Step 3. For systems that normally operate in batch mode only, Cray gdb4hpc has three methods for interacting with the supported WLM systems (ALPS, hybrid SLURM, and native SLURM):
Interactive batch: Prior to launching gdb4hpc, request the compute node resources required for the debugging session. For example, if PBS Pro is the site’s batch system, enter this command:
% qsub -IV -l mppwidth=w
Where w is the number of ranks required. Then after initiating gdb4hpc, subsequent use of gdb4hpc commands will employ these resources.
The launch command’s –qsub or –sbatch options will cause a batch job to be submitted. See Workload Manager Support for more information about modifying existing job scripts to work with gdb4hpc.
The session command creates a new WLM session that will be associated with all future launch commands. See Workload Manager Support for more information about modifying existing job scripts to work with gdb4hpc.
Note: If using the launch command multiple times to launch applications with either the interactive batch method or the session command method under the ALPS reservation system, keep the following in mind when determining the number of PEs to request - ALPS will allocate whole increments of compute nodes to the applications regardless of the number of PEs (aprun -n argument) requested. For example, if running on a system with 32 PEs per compute node and using process handles $a{8} and $b{8}, the user should request 64 PEs, or 8 PEs per node, using WLM arguments to ensure enough PEs are allocated to satisfy both launch commands.
Step 4. The application’s WLM-specific application identifier is needed to attach to an application that was previously launched outside of gdb4hpc.
For ALPS, this is the application process ID apid.
For SLURM, this is a combination of the job ID (job_id) and the job step ID (step_id) formatted as job_id.step_id.
For PBS/PALS, this can be either the PBS job ID, or if launching from within the PBS allocation, the PALS application ID.
If the WLM is Generic SSH, this is the process id of the local mpiexec process.
For ALPS, use the apstat command to determine the application’s apid. For example, if the application myapp_42 was launched using aprun, the following apstat output shows the application’s apid is 651486.
% apstat
Compute node summary
arch config up use held avail down
XT 1072 1066 24 49 993 6
No pending applications are present
Total placed applications: 3
Placed Apid ResId User PEs Nodes Age State Command
651486 60 user123 64 8 0h27m run myapp_42
651488 61 user123 64 8 0h27m run app_LIB
651490 62 user124 8 8 0h06m run IOR
For native SLURM, use the squeue and sstat commands to obtain the job_id and step_id, respectively. The SLURM application identifier should be provided as job_id.step_id. For example, if the application a.out was launched using srun, the following squeue output shows the application’s job_id is 22702, and the sstat output shows the application’s step_id is 0.
% squeue
JOBID PARTITION NAME USER ST TIME NODES NODELIST(REASON)
22702 amdMI100 a.out user123 R 32:15 1 node010
22701 amdMI60 faces user124 R 4:32 1 node004
% sstat --format=JobId 22702
JobID
------------
22702.0
For systems configured with the PBS reservation system and PALS launcher, PBS job IDs are obtained using the qstat tool, and PALS application IDs are obtained using the palstat tool.

Entries from a dataset
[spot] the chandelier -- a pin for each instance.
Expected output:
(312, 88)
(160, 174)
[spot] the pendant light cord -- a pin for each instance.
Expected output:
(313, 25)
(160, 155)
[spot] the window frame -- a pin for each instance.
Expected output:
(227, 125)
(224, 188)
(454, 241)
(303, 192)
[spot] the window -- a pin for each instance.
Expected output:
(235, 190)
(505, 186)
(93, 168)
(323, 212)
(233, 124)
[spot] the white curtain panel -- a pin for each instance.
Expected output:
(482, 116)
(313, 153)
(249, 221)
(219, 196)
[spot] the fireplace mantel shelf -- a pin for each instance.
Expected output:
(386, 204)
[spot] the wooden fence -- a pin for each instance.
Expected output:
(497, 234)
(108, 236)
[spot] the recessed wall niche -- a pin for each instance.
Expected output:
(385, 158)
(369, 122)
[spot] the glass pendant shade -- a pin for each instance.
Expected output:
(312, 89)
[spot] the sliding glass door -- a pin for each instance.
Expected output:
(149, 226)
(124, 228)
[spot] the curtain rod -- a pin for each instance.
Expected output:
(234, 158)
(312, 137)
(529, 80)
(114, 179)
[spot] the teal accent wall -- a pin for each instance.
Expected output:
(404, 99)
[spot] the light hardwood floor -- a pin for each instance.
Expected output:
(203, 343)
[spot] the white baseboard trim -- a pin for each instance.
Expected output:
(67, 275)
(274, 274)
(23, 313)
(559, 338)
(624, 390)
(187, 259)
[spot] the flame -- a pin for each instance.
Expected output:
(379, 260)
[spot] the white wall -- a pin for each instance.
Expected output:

▶ Complete the following:
1 > List every command entered at the % prompt in the gdb4hpc passage, including any arguments given with it.
2 > Carry on the gdb4hpc passage from its final sentence.

▶ In response:
1 >
qsub -IV -l mppwidth=w
apstat
squeue
sstat --format=JobId 22702

2 >
For example, to attach to the first PALS application hosted in the PBS job 10000.sdb, use the gdb4hpc command attach $a 10000.sdb.
% qstat
Job id Name User Time Use S Queue
---------------- ---------------- ---------------- -------- - -----
10000.sdb target-job user 00:00:00 E workq
If attaching using a PBS job ID, then the first PALS application running inside the PBS job will be used as the target of the attach. This attach can be initiated from either a login or a compute node, and does not need to be started from inside the job’s PBS allocation.
In most cases, PBS jobs will host a single PALS application. However, it is possible to host more than one PALS application in a single PBS job.
gdb4hpc accepts a PALS application ID to directly specify the attach target. This would be useful when your PBS job is hosting more than one PALS application.
To use the PALS application ID, you must either start the attach inside the PBS job hosting your application, or set the environment variable CTI_PALS_EXEC_HOST to the PBS job host for your job. The PBS job host can be determined by running qstat -f pbs_job_id and finding the line beginning with exec_host.
% qstat -f <pbs_job_id>
Job Id: <pbs_job_id>
...
exec_host = node-hostname
% CTI_PALS_EXEC_HOST=node-hostname gdb4hpc
...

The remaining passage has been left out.